▶ [TEXT EXCERPT]

Designing Tall Masonry Walls

David Biggs, P.E.

Have you ever designed a bearing wall 20 feet high? How about 25 feet or 35 feet or even 50 feet? Have you ever considered the feasibility of a 50-foot tall bearing wall?

There are many options available to engineers who would like to design tall masonry walls. As a result of misconceptions, misunderstandings, or lack of knowledge, masonry is not being used to its full capacity to build tall walls. Let’s look at ways to design really tall single-story exterior walls.

Figure 1.

Historical Perspective

For years, engineers have relied upon empirical design criteria for determining maximum wall heights and their associated thicknesses. The criteria known as "h/t" limitations (height to thickness) was developed based upon historical data of unreinforced masonry. There is little rational analysis to justify h/t values. The strength of the masonry and the mortar type used in the construction are not included in these limitations. However, a stress calculation for compression based upon gross section properties is required.

Using empirical criteria in the 2005 edition of the Building Code Requirements for Masonry Structures (ACI 530/ASCE 5/TMS 402) developed by the Masonry Standards Joint Committee (MSJC), exterior walls are limited to an h/t (height to thickness) of 20 for solid or fully grouted bearing walls, and an h/t of 18 for all other exterior walls (non-loading bearing walls or bearing walls not solid or fully grouted).

The heights of exterior walls are therefore limited as noted in Table 1.

These values have been in various masonry standards for years, and they are often misused by many architects and engineers for all walls. That’s the mistake! These criteria do not apply to "engineered" masonry. Whether you design unreinforced or reinforced masonry walls, these height limitations can be exceeded if the walls are engineered using criteria from the MSJC. Let’s review some of the options!

Table 1: Empirical Limitations

Current Design Options

Engineered Unreinforced Masonry using Allowable Stress Design (ASD)

The height of an unreinforced masonry wall that is engineered is governed by design stresses and buckling capacity. For a loadbearing wall designed in accordance with the Allowable Stress Design methodology, an engineer must design the wall so as not to exceed the allowable stresses for the masonry and the mortar. There is no absolute h/t limit!

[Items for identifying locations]
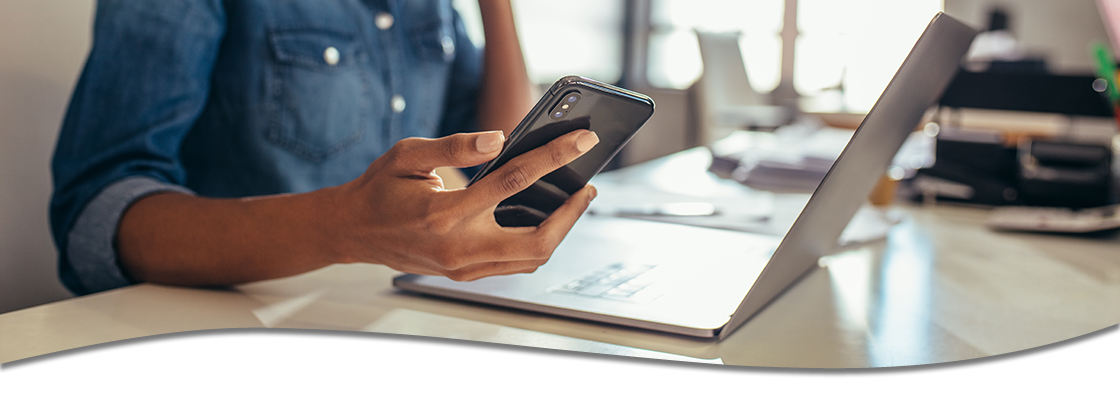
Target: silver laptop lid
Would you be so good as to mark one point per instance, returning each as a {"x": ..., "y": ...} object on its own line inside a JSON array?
[{"x": 920, "y": 81}]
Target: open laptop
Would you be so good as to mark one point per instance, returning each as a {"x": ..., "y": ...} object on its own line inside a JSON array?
[{"x": 706, "y": 282}]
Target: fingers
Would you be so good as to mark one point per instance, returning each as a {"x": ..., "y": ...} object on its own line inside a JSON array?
[
  {"x": 516, "y": 244},
  {"x": 455, "y": 150},
  {"x": 523, "y": 170}
]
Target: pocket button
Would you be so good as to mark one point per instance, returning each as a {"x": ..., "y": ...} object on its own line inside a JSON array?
[
  {"x": 398, "y": 103},
  {"x": 330, "y": 55},
  {"x": 383, "y": 20}
]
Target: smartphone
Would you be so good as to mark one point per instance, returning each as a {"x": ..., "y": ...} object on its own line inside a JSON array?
[{"x": 574, "y": 102}]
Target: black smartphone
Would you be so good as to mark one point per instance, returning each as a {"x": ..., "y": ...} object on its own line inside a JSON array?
[{"x": 574, "y": 102}]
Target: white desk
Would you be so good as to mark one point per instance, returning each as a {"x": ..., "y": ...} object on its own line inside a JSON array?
[{"x": 941, "y": 288}]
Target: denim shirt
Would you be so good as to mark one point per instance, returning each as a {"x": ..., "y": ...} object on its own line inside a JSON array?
[{"x": 245, "y": 98}]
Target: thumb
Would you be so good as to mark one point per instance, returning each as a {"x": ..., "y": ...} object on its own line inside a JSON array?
[{"x": 456, "y": 150}]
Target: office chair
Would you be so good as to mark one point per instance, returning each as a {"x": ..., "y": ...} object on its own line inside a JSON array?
[{"x": 722, "y": 95}]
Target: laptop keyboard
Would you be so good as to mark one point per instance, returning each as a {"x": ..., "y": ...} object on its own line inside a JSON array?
[{"x": 616, "y": 281}]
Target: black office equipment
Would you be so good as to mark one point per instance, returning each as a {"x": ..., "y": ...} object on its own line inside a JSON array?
[{"x": 1045, "y": 173}]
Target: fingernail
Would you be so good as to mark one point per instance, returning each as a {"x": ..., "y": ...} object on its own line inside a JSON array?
[
  {"x": 586, "y": 141},
  {"x": 490, "y": 141}
]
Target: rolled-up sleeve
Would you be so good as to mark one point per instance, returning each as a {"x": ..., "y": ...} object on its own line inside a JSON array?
[{"x": 143, "y": 85}]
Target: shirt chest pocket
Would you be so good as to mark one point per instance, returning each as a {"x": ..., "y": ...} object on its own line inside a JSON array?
[{"x": 318, "y": 100}]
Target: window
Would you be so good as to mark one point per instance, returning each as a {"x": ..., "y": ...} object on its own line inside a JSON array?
[
  {"x": 558, "y": 42},
  {"x": 855, "y": 43},
  {"x": 845, "y": 54}
]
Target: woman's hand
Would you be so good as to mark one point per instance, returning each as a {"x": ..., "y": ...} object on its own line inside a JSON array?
[{"x": 399, "y": 213}]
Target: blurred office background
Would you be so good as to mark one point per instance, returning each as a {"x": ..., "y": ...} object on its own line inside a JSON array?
[{"x": 845, "y": 52}]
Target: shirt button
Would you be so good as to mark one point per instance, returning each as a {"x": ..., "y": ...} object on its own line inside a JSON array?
[
  {"x": 398, "y": 103},
  {"x": 330, "y": 55},
  {"x": 448, "y": 45},
  {"x": 383, "y": 20}
]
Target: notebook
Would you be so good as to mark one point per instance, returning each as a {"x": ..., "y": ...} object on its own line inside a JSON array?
[{"x": 706, "y": 282}]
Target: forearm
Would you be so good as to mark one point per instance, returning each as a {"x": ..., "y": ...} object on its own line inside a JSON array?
[
  {"x": 506, "y": 92},
  {"x": 178, "y": 239}
]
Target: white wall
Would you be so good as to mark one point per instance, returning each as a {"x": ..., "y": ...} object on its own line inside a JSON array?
[
  {"x": 43, "y": 45},
  {"x": 1062, "y": 29}
]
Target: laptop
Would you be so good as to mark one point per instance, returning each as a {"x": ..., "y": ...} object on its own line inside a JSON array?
[{"x": 706, "y": 282}]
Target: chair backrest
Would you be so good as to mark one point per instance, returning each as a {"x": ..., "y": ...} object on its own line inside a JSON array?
[
  {"x": 725, "y": 80},
  {"x": 722, "y": 96}
]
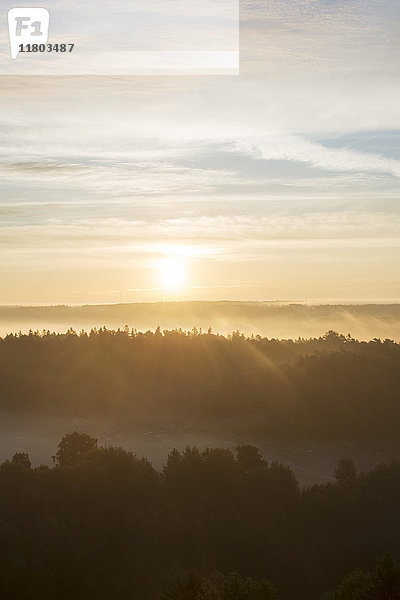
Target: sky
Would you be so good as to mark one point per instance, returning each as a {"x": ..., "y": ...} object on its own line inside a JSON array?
[{"x": 281, "y": 183}]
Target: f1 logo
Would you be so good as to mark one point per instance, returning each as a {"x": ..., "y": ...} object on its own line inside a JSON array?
[{"x": 27, "y": 25}]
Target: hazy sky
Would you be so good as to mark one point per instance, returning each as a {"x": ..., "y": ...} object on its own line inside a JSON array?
[{"x": 282, "y": 183}]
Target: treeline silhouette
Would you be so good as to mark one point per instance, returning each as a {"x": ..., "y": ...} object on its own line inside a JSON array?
[
  {"x": 333, "y": 387},
  {"x": 212, "y": 525}
]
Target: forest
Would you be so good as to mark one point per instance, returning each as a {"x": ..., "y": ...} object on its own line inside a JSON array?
[
  {"x": 102, "y": 523},
  {"x": 327, "y": 388}
]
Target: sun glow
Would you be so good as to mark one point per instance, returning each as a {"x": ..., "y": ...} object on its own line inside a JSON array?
[{"x": 173, "y": 275}]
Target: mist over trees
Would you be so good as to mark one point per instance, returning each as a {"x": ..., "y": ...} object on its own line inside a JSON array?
[
  {"x": 332, "y": 387},
  {"x": 211, "y": 525}
]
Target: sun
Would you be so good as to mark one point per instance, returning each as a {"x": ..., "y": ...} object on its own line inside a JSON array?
[{"x": 172, "y": 272}]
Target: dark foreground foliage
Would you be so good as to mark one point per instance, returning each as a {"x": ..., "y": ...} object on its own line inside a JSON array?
[
  {"x": 329, "y": 388},
  {"x": 103, "y": 524}
]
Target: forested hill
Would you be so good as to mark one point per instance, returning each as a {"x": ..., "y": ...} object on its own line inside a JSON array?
[
  {"x": 333, "y": 387},
  {"x": 273, "y": 319},
  {"x": 104, "y": 524}
]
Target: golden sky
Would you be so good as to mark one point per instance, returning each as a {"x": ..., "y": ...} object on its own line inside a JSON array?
[{"x": 281, "y": 183}]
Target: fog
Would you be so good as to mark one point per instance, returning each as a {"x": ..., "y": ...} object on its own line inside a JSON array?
[
  {"x": 270, "y": 319},
  {"x": 312, "y": 462}
]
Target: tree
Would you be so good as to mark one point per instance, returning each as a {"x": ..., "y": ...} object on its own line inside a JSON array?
[
  {"x": 21, "y": 458},
  {"x": 345, "y": 471},
  {"x": 73, "y": 447}
]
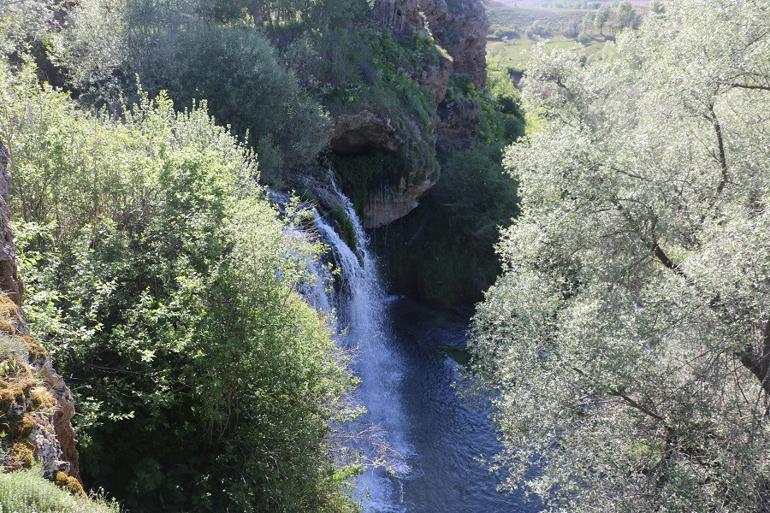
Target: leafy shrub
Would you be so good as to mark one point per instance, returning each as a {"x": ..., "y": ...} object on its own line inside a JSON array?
[
  {"x": 164, "y": 286},
  {"x": 175, "y": 48},
  {"x": 26, "y": 491}
]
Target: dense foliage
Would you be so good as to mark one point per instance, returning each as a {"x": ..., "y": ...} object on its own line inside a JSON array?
[
  {"x": 27, "y": 492},
  {"x": 628, "y": 337},
  {"x": 443, "y": 252},
  {"x": 163, "y": 284},
  {"x": 190, "y": 51}
]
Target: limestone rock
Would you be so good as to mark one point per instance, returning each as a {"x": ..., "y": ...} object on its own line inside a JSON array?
[
  {"x": 362, "y": 132},
  {"x": 434, "y": 78},
  {"x": 387, "y": 204},
  {"x": 461, "y": 26},
  {"x": 41, "y": 415}
]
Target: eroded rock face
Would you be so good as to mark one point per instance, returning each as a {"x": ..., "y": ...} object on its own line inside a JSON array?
[
  {"x": 461, "y": 26},
  {"x": 39, "y": 405},
  {"x": 363, "y": 132},
  {"x": 387, "y": 204},
  {"x": 434, "y": 78},
  {"x": 410, "y": 167},
  {"x": 399, "y": 15}
]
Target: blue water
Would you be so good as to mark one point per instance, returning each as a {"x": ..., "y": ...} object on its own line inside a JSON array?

▶ [PROBLEM SET]
- 1) Locate each line of the entries that contains the string "pocket", matching case exactly, and copy every such line.
- 2) Go on with the excerpt on tall masonry walls, starting right after its final sentence.
The excerpt on tall masonry walls has no connection to the entries.

▶ [RESPONSES BY TASK]
- 1)
Target: pocket button
Target: shirt chest pocket

- 2)
For loadbearing walls, there is also a buckling capacity check that could restrict the actual height of the walls. The buckling capacity is reduced for slenderness effects based upon the h/r ratio (height to radius of gyration). The radius of gyration is approximately 30 percent of the thickness "t." While there is no absolute maximum height limit, the maximum h/t is effectively limited based upon the loads applied.

Building really tall with this method requires very thick walls. Possible? Yes. Practical? Maybe not!

Engineered Reinforced Masonry using Allowable Stress Design

Reinforced masonry designed using Allowable Stress Design follows similar guidelines as that used for unreinforced masonry in that there is no maximum height limit. The maximum wall height is controlled by the loadings and slenderness effects. The slenderness effects are based upon the h/r ratio and prevent the wall from buckling.

For single-wythe walls, allowable stress methods generally do not allow really tall walls to be designed without building thick. We’ll see later how reinforced methods can be used to go tall.

Figure 2.

Engineered Reinforced Masonry using Strength Design

One efficient method for designing tall walls uses Strength Design methods. Since 1985, strength methods have been codified, starting first with the Uniform Building Code and now embodied within the MSJC and the International Building Code (IBC).

This method has no specific limit on h/t. However, it has design criteria that limit service load deflections and ultimate moment capacity for out-of-plane loads. The service load deflections cannot exceed 0.7 percent of the wall height. For a 30-foot wall, that’s 2.5 inches over 30 feet for a simply supported wall.

To create really tall walls, there is an axial load capacity limitation when the h/t exceeds 30. The factored axial load for these walls must be limited to 5 percent of the f'm based upon the gross section properties. The minimum wall thickness is 6 inches also. It is not uncommon to create designs with an h/t from 32 to 50. That could produce wall heights of up to 33 feet for walls built with 8-inch concrete masonry units (CMU), 41 feet for 10-inch CMU, and 50 feet for 12-inch CMU. Regionally, 14- and 16-inch CMU are available, which extend possible wall heights even further.

Many engineers may choose to avoid this method because they are not familiar with it. However, there are code standards from MSJC and several excellent references that explain the method, and there is computer software that makes it relatively easy to create design options. (The online version of this article,, contains specific references.)

Figure 3.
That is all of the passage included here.